EXERCISE INSTRUCTIONS:
Word for word, repeat the lines of the records from the one containing "small tree in the photo above." through the last line, both included.

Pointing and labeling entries
━━━━━━
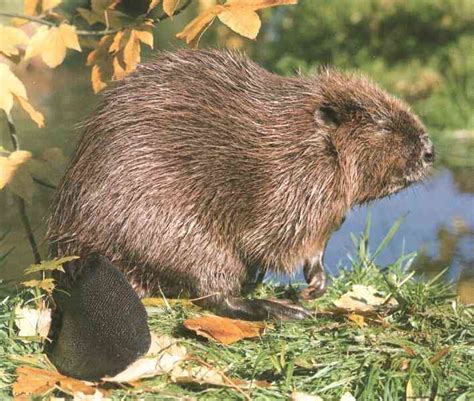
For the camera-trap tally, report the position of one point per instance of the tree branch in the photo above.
(20, 201)
(102, 32)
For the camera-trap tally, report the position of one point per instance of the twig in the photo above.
(20, 201)
(102, 32)
(44, 183)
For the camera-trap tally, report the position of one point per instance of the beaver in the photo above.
(202, 164)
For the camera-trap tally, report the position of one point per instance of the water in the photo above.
(439, 214)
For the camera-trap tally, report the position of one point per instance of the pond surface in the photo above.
(439, 214)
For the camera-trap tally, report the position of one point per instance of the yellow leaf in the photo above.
(30, 6)
(35, 115)
(47, 284)
(242, 20)
(259, 4)
(9, 165)
(69, 36)
(51, 44)
(97, 83)
(202, 21)
(145, 37)
(10, 86)
(49, 4)
(131, 52)
(119, 72)
(153, 4)
(169, 6)
(10, 39)
(32, 382)
(224, 330)
(115, 46)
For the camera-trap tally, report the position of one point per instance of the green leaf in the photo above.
(49, 265)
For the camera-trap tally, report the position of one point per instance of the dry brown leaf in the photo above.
(357, 319)
(10, 39)
(153, 4)
(32, 322)
(35, 382)
(169, 6)
(362, 299)
(224, 330)
(163, 356)
(52, 43)
(244, 21)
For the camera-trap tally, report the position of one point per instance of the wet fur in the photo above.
(202, 164)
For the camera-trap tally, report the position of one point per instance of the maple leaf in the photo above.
(10, 39)
(52, 43)
(224, 330)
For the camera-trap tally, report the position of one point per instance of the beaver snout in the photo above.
(428, 153)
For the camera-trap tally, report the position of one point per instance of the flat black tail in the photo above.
(100, 325)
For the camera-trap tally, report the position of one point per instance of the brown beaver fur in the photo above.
(202, 164)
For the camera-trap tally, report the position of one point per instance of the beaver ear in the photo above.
(329, 115)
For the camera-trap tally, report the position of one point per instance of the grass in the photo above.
(422, 350)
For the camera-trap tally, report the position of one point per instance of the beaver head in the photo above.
(380, 145)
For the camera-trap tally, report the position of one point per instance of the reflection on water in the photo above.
(439, 221)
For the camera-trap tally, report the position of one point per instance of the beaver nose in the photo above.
(428, 153)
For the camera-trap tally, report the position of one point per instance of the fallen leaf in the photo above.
(298, 396)
(224, 330)
(362, 299)
(32, 322)
(10, 39)
(348, 397)
(50, 265)
(153, 4)
(47, 284)
(50, 4)
(357, 319)
(162, 357)
(52, 43)
(440, 354)
(244, 21)
(169, 6)
(36, 382)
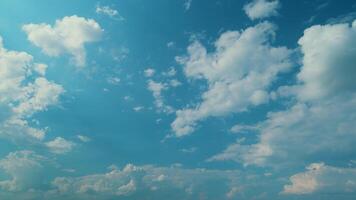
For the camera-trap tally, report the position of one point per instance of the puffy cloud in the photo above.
(322, 178)
(258, 9)
(329, 61)
(149, 182)
(38, 96)
(320, 120)
(106, 10)
(15, 66)
(113, 80)
(83, 138)
(149, 72)
(25, 169)
(68, 35)
(156, 88)
(239, 73)
(60, 145)
(20, 97)
(187, 4)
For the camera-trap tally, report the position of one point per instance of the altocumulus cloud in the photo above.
(320, 120)
(258, 9)
(239, 72)
(67, 35)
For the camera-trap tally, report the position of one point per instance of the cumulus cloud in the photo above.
(25, 170)
(149, 182)
(107, 10)
(329, 61)
(67, 36)
(83, 138)
(60, 145)
(149, 72)
(39, 95)
(187, 4)
(258, 9)
(322, 178)
(239, 73)
(156, 88)
(320, 118)
(23, 93)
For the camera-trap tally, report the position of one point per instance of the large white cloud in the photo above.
(321, 119)
(258, 9)
(25, 169)
(67, 35)
(239, 73)
(329, 61)
(322, 178)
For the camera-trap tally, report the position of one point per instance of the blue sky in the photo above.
(180, 99)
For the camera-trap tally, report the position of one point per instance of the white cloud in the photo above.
(320, 120)
(149, 72)
(83, 138)
(156, 88)
(60, 145)
(113, 80)
(106, 10)
(41, 69)
(25, 170)
(38, 96)
(322, 178)
(68, 35)
(239, 72)
(138, 108)
(329, 61)
(21, 97)
(175, 83)
(258, 9)
(187, 4)
(152, 182)
(15, 67)
(171, 72)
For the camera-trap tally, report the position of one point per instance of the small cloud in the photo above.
(175, 83)
(170, 44)
(189, 150)
(171, 72)
(127, 98)
(258, 9)
(138, 108)
(41, 68)
(113, 80)
(149, 72)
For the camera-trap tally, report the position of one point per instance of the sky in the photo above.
(179, 99)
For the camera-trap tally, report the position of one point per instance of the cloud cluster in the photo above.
(67, 36)
(322, 178)
(258, 9)
(150, 182)
(320, 120)
(239, 73)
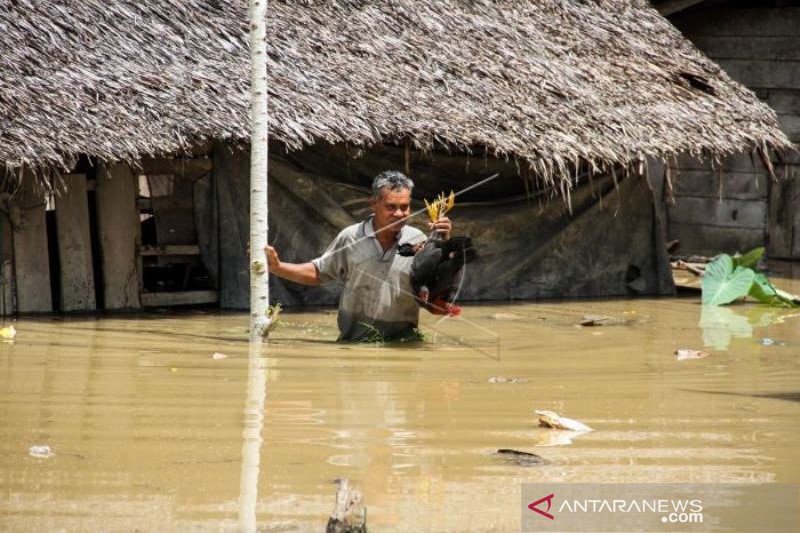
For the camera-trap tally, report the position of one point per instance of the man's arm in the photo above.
(303, 273)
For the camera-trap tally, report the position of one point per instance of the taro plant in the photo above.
(728, 279)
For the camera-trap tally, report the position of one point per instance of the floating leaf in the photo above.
(750, 259)
(723, 284)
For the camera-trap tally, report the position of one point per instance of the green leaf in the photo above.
(750, 259)
(762, 290)
(723, 284)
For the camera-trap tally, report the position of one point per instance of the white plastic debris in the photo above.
(549, 419)
(8, 333)
(40, 451)
(683, 354)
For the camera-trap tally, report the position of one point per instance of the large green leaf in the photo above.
(723, 284)
(750, 259)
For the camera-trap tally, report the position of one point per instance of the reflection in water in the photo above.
(251, 446)
(721, 324)
(146, 427)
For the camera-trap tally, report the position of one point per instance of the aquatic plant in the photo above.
(727, 279)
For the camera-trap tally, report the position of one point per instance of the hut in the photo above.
(732, 205)
(124, 139)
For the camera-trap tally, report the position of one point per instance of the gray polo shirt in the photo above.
(377, 290)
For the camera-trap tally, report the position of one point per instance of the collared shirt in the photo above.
(377, 294)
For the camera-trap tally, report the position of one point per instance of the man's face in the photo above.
(391, 209)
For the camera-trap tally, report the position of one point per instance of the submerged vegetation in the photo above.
(375, 336)
(728, 279)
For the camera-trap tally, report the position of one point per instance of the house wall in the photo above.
(758, 44)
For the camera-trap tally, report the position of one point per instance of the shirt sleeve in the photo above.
(332, 265)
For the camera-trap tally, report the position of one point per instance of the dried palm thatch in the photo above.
(550, 82)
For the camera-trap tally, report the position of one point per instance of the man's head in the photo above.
(391, 200)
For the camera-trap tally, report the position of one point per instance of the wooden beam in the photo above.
(181, 168)
(165, 299)
(75, 245)
(178, 203)
(119, 231)
(670, 7)
(171, 249)
(31, 260)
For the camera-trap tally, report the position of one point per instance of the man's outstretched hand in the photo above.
(443, 226)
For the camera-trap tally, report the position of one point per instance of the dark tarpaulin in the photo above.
(611, 244)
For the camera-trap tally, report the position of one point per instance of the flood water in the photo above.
(148, 432)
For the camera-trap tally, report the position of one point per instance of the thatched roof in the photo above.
(548, 81)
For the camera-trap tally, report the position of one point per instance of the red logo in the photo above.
(549, 498)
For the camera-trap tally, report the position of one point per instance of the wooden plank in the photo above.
(735, 185)
(697, 239)
(740, 214)
(741, 162)
(738, 22)
(165, 299)
(75, 245)
(670, 7)
(118, 228)
(171, 249)
(764, 47)
(784, 101)
(790, 124)
(758, 74)
(31, 260)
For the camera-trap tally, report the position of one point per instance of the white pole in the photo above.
(259, 276)
(259, 120)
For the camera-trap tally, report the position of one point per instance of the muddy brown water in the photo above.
(149, 432)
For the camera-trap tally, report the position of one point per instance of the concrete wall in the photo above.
(758, 44)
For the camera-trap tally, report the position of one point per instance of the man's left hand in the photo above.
(443, 226)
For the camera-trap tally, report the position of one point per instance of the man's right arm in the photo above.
(303, 273)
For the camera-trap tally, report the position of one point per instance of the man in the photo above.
(377, 294)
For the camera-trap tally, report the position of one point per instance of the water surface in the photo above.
(147, 427)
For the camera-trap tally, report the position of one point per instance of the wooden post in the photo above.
(75, 245)
(7, 284)
(31, 260)
(119, 231)
(232, 180)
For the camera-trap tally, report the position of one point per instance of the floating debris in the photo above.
(502, 379)
(8, 333)
(684, 354)
(506, 316)
(600, 320)
(40, 451)
(556, 438)
(766, 341)
(549, 419)
(519, 458)
(350, 513)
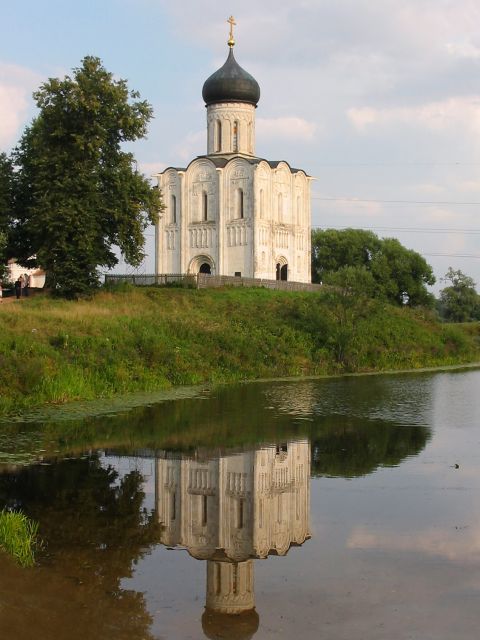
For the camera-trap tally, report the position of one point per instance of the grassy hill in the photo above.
(130, 340)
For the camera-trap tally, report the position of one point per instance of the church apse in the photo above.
(245, 210)
(230, 511)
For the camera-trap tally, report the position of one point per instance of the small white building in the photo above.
(230, 212)
(37, 275)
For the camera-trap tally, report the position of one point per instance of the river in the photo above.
(339, 508)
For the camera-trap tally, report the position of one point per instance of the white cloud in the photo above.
(16, 86)
(151, 168)
(192, 145)
(463, 50)
(452, 113)
(286, 128)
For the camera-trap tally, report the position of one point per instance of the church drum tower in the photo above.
(230, 212)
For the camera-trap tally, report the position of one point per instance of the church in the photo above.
(230, 212)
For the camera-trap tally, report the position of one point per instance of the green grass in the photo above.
(147, 339)
(18, 537)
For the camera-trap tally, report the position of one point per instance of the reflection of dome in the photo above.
(234, 627)
(231, 83)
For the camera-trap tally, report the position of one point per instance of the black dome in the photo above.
(231, 83)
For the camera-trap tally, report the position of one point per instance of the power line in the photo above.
(365, 200)
(412, 230)
(397, 164)
(453, 255)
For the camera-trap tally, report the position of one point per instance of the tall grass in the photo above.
(19, 536)
(147, 339)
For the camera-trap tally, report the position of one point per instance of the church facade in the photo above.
(230, 212)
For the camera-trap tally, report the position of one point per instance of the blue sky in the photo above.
(379, 100)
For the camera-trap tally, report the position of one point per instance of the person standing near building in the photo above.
(26, 281)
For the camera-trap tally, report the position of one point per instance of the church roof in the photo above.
(231, 83)
(221, 161)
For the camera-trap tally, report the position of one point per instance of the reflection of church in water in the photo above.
(229, 511)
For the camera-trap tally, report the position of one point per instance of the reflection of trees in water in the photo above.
(94, 524)
(349, 448)
(94, 529)
(248, 415)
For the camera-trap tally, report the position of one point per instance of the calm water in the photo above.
(335, 509)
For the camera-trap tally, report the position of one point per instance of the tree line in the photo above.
(70, 194)
(359, 263)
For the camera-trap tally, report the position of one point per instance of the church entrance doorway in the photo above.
(205, 268)
(282, 271)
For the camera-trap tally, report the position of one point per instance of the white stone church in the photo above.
(230, 212)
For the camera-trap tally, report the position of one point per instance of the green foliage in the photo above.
(19, 536)
(348, 300)
(146, 339)
(401, 275)
(459, 302)
(78, 195)
(6, 209)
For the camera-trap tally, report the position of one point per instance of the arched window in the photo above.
(235, 135)
(240, 210)
(218, 132)
(205, 268)
(204, 206)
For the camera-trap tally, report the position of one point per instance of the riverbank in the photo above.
(143, 340)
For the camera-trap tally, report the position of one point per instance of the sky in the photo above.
(378, 100)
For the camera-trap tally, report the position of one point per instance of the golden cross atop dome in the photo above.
(231, 39)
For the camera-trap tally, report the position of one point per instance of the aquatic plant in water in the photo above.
(19, 536)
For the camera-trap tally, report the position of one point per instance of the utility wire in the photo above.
(411, 230)
(365, 200)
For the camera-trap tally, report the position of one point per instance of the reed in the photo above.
(19, 536)
(147, 339)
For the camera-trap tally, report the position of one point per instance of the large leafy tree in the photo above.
(78, 193)
(400, 275)
(459, 301)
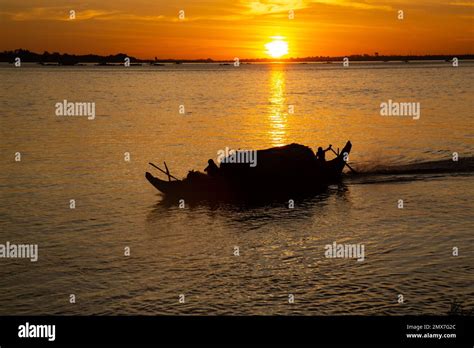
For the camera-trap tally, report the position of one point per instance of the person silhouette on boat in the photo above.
(212, 169)
(321, 154)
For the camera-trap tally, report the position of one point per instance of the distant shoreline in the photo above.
(70, 59)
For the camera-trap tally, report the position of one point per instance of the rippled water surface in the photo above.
(191, 251)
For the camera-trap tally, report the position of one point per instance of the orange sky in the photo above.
(224, 29)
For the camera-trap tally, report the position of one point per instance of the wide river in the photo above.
(418, 259)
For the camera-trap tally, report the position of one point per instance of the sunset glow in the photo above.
(223, 29)
(277, 48)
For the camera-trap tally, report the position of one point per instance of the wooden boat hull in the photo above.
(245, 185)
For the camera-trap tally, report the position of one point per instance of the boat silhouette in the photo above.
(280, 172)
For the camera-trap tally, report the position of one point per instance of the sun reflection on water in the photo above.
(277, 108)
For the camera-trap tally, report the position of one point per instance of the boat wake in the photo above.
(378, 173)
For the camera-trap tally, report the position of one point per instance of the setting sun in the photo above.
(277, 48)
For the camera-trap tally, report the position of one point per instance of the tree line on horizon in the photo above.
(119, 58)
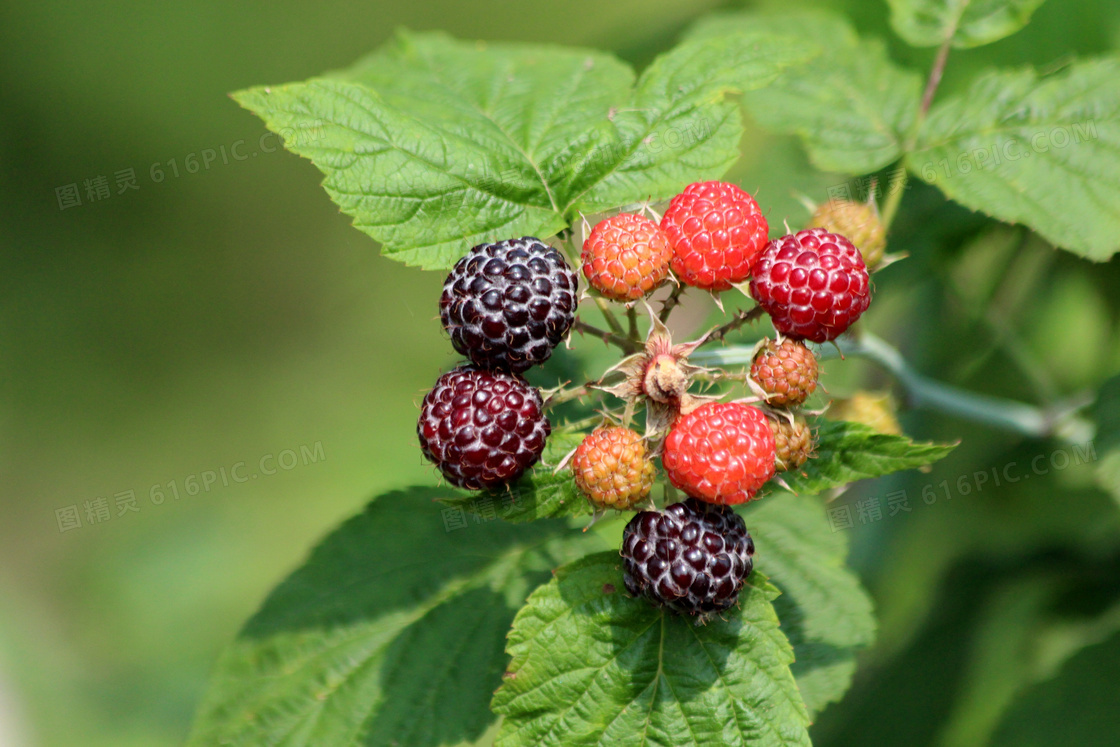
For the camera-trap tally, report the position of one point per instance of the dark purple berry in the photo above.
(507, 305)
(692, 558)
(482, 428)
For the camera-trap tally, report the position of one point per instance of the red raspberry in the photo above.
(786, 371)
(716, 231)
(720, 453)
(482, 428)
(813, 283)
(626, 257)
(613, 468)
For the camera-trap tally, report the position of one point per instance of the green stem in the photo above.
(609, 316)
(739, 319)
(895, 190)
(671, 302)
(923, 392)
(897, 185)
(1058, 420)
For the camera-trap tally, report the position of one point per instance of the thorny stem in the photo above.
(569, 394)
(935, 73)
(1058, 420)
(609, 316)
(671, 302)
(618, 341)
(897, 185)
(739, 319)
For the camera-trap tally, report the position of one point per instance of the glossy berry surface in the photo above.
(482, 428)
(813, 285)
(507, 305)
(625, 257)
(720, 453)
(613, 468)
(716, 231)
(786, 371)
(692, 558)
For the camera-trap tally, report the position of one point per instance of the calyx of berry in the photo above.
(660, 374)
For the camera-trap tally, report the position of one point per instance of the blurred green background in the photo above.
(231, 314)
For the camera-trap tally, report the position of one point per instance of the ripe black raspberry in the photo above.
(692, 557)
(482, 428)
(507, 305)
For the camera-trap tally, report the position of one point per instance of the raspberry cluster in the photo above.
(507, 305)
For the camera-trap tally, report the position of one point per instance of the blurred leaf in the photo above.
(824, 610)
(593, 665)
(847, 451)
(1080, 707)
(851, 105)
(435, 145)
(540, 494)
(391, 633)
(1043, 151)
(1107, 413)
(969, 22)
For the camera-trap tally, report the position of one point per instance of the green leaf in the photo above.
(594, 666)
(851, 106)
(678, 127)
(848, 451)
(968, 22)
(824, 610)
(1043, 151)
(391, 634)
(540, 494)
(434, 145)
(1079, 707)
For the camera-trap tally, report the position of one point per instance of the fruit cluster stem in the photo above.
(617, 339)
(671, 302)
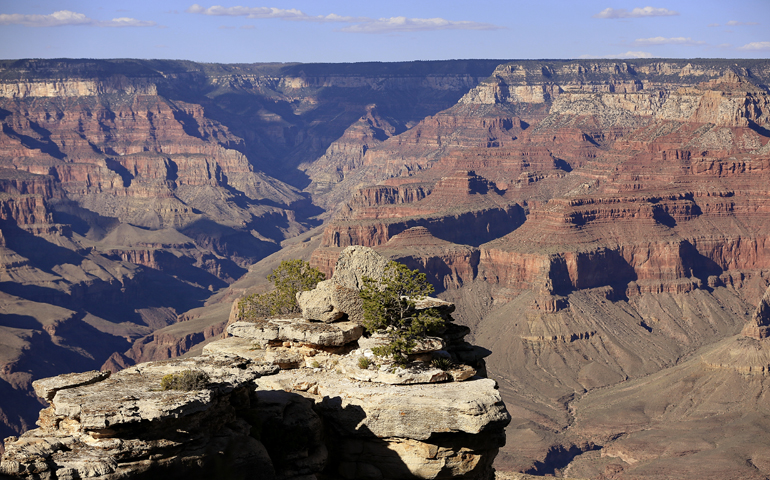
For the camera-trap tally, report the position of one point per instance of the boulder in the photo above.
(355, 263)
(414, 373)
(46, 388)
(338, 298)
(420, 412)
(330, 302)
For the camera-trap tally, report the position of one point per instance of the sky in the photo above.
(249, 31)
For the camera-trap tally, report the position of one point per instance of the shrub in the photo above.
(290, 277)
(186, 380)
(388, 305)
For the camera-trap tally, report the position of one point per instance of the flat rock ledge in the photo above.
(124, 425)
(299, 330)
(427, 431)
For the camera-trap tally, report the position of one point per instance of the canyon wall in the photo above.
(597, 222)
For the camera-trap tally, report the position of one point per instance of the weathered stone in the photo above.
(133, 395)
(461, 373)
(408, 458)
(363, 409)
(355, 263)
(330, 302)
(759, 325)
(318, 304)
(285, 358)
(262, 331)
(414, 373)
(242, 347)
(297, 330)
(443, 307)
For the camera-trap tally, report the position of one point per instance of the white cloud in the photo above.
(666, 41)
(756, 46)
(66, 17)
(635, 13)
(628, 54)
(249, 12)
(125, 22)
(358, 24)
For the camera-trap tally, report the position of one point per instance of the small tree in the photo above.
(389, 307)
(290, 277)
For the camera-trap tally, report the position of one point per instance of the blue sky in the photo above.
(396, 30)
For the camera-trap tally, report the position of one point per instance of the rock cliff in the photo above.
(639, 238)
(320, 415)
(131, 191)
(599, 225)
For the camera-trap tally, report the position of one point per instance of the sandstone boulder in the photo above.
(46, 388)
(355, 263)
(414, 373)
(330, 302)
(417, 412)
(337, 297)
(759, 325)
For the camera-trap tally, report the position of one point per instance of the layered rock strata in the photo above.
(324, 414)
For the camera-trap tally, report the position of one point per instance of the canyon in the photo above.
(601, 225)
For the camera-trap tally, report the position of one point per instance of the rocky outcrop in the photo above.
(759, 325)
(325, 413)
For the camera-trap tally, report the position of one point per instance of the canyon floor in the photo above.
━━━━━━
THE SOLUTION:
For the camera-trap tally, report the position of one point per instance of the small tree in the photo above.
(389, 307)
(290, 277)
For the camera-trap tally, report the position of one point per instance of the blue sky in the photo above.
(396, 30)
For the camera-trap tally, report the position of one point per instance of the rock cliff in the photo above.
(639, 238)
(320, 415)
(131, 191)
(599, 225)
For the camera-trap tally, report the position of one point per instance of the sandstone boulder in the photo above.
(46, 388)
(355, 263)
(414, 373)
(330, 302)
(417, 412)
(337, 297)
(759, 325)
For the camera-trap tally, report the position of one point per instance of the layered rock strata in the photo above.
(324, 414)
For the camera-trap tally, report the position of one point per instance of the canyon in the photo above.
(601, 225)
For the camera-trap tally, report the position of one point per instance of the rocky outcrop in the photo above.
(759, 325)
(325, 413)
For the camera-trap tally, report the position of one point per instance of the canyon floor in the photo above.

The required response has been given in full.